- [Gestellte Aufgabe 1] Nach welcher Vorschrift muss der Übergeber laut dem Auszug zur Vermögensübergabe gegen Versorgungsleistungen die empfangenen Leistungen als Einkommen versteuern?

- [Ausgewählter Auszug]
Hängt die Wirksamkeit des schuldrechtlichen Versorgungsvertrages von einer staatlichen Genehmigung (z.B. einer familien- oder nachlassgerichtlichen Genehmigung) ab, wirkt diese auf den Zeitpunkt des Vertragsabschlusses zurück, wenn die Parteien alles in ihrer Macht stehende getan haben, um einen wirksamen Vertrag abzuschließen. Handelt es sich dagegen um eine aufschiebende Bedingung, kommt es auf den Zeitpunkt des Bedingungseintritts an.[9]

 

Rz. 5

Rechtsfolge einer Vermögensübergabe gegen Versorgungsleistungen ist, dass die Übertragung des Vermögens in einkommensteuerrechtlicher Hinsicht als (voll) unentgeltliche Übertragung anzusehen ist. Die Versorgungsleistungen stellen weder Veräußerungsentgelt noch Anschaffungskosten dar.[10] Der Übernehmer tritt vielmehr an die Stelle des Übergebers und führt dessen Abschreibungsbemessungsgrundlage fort. In Höhe der wiederkehrenden Leistungen steht dem Übernehmer in vollem Umfang ein Sonderausgabenabzug nach § 10 Abs. 1a Nr. 2 EStG zu. Der Übergeber muss die empfangenen Leistungen gemäß § 22 Nr. 1a EStG als Einkommen versteuern.

- [Datenteil]
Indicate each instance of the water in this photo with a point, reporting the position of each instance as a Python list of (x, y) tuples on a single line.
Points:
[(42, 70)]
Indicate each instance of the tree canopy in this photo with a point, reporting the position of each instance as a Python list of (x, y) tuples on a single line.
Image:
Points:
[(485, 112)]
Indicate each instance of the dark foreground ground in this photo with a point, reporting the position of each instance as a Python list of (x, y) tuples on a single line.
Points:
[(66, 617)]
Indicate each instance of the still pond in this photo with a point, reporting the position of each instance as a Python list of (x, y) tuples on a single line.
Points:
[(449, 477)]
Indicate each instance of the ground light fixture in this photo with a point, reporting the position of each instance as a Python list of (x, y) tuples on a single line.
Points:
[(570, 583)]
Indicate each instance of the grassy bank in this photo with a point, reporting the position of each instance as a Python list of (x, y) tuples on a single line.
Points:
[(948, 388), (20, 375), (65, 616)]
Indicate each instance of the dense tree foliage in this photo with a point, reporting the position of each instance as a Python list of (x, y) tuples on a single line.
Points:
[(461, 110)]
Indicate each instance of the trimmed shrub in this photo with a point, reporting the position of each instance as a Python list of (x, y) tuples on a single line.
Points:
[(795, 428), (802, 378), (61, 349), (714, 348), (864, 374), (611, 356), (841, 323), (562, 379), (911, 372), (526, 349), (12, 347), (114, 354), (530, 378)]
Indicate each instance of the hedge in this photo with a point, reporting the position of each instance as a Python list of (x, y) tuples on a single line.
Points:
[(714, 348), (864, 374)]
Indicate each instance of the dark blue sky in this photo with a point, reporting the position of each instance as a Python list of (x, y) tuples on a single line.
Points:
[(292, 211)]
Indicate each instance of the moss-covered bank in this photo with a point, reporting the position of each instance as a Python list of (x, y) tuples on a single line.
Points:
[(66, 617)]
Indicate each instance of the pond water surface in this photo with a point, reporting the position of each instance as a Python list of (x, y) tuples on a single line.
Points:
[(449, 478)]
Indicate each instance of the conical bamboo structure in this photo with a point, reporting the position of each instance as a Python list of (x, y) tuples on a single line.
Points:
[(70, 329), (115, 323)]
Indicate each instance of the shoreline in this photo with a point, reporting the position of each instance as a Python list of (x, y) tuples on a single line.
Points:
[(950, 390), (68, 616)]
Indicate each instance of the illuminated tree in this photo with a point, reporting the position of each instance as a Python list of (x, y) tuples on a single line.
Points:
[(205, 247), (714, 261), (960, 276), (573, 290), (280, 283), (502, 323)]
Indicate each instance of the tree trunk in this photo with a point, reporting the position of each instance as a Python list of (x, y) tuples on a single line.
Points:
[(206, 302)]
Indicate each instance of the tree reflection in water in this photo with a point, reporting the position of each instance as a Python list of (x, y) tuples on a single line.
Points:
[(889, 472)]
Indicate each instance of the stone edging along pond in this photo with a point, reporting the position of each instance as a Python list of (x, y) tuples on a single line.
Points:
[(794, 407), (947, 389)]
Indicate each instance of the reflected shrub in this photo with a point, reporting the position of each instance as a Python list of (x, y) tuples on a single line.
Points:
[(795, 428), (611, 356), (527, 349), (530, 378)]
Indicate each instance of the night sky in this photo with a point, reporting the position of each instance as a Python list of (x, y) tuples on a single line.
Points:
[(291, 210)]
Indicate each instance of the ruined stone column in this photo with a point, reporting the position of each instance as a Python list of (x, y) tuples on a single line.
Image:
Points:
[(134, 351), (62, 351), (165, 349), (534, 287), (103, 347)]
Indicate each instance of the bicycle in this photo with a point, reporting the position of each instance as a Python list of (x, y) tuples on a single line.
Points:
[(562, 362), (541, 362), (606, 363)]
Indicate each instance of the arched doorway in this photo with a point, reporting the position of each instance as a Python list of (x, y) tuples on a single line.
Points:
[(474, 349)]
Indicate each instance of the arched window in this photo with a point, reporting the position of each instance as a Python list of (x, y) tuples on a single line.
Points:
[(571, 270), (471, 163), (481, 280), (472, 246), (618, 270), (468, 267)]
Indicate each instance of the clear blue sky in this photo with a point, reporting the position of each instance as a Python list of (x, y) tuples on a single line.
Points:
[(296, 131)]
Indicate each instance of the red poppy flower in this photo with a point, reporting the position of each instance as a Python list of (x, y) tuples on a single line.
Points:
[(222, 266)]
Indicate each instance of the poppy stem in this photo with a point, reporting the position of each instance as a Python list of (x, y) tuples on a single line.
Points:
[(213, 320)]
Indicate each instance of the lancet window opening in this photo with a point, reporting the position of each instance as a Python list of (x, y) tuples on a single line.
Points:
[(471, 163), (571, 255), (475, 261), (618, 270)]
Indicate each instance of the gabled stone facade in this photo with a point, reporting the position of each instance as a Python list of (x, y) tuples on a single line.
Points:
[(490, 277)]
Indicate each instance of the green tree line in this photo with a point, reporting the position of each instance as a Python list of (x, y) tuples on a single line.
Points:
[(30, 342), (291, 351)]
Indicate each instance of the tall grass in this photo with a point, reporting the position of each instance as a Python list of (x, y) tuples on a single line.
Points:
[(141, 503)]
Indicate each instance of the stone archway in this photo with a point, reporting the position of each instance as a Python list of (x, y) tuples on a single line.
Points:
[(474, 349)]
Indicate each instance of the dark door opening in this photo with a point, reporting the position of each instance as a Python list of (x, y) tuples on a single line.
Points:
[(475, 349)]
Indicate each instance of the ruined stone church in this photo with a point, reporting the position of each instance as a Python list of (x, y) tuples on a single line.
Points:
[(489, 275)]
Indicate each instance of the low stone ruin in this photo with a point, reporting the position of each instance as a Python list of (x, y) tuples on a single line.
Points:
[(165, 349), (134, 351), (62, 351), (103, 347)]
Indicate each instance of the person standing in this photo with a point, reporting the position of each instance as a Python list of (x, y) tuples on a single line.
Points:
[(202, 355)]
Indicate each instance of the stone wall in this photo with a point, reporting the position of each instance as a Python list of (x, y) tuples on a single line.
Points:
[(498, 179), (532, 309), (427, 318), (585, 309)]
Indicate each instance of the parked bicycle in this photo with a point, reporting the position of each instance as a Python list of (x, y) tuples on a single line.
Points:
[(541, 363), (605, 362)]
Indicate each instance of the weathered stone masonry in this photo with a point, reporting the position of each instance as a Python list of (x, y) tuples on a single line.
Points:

- [Gestellte Aufgabe 2] Gib Zeilen aus der Auflistung unverändert wieder. Beginne bei der Zeile, die „Indicate each instance of the green“ enthält, und höre nach der Zeile auf, die „[(489, 275)]“ enthält.

- [Vollständige Ausgabe 1] Nach § 22 Nr. 1a EStG.

- [Vollständige Ausgabe 2]
Indicate each instance of the green tree line in this photo with a point, reporting the position of each instance as a Python list of (x, y) tuples on a single line.
Points:
[(30, 342), (291, 351)]
Indicate each instance of the tall grass in this photo with a point, reporting the position of each instance as a Python list of (x, y) tuples on a single line.
Points:
[(141, 503)]
Indicate each instance of the stone archway in this photo with a point, reporting the position of each instance as a Python list of (x, y) tuples on a single line.
Points:
[(474, 349)]
Indicate each instance of the dark door opening in this photo with a point, reporting the position of each instance as a Python list of (x, y) tuples on a single line.
Points:
[(475, 349)]
Indicate each instance of the ruined stone church in this photo with a point, reporting the position of each instance as a Python list of (x, y) tuples on a single line.
Points:
[(489, 275)]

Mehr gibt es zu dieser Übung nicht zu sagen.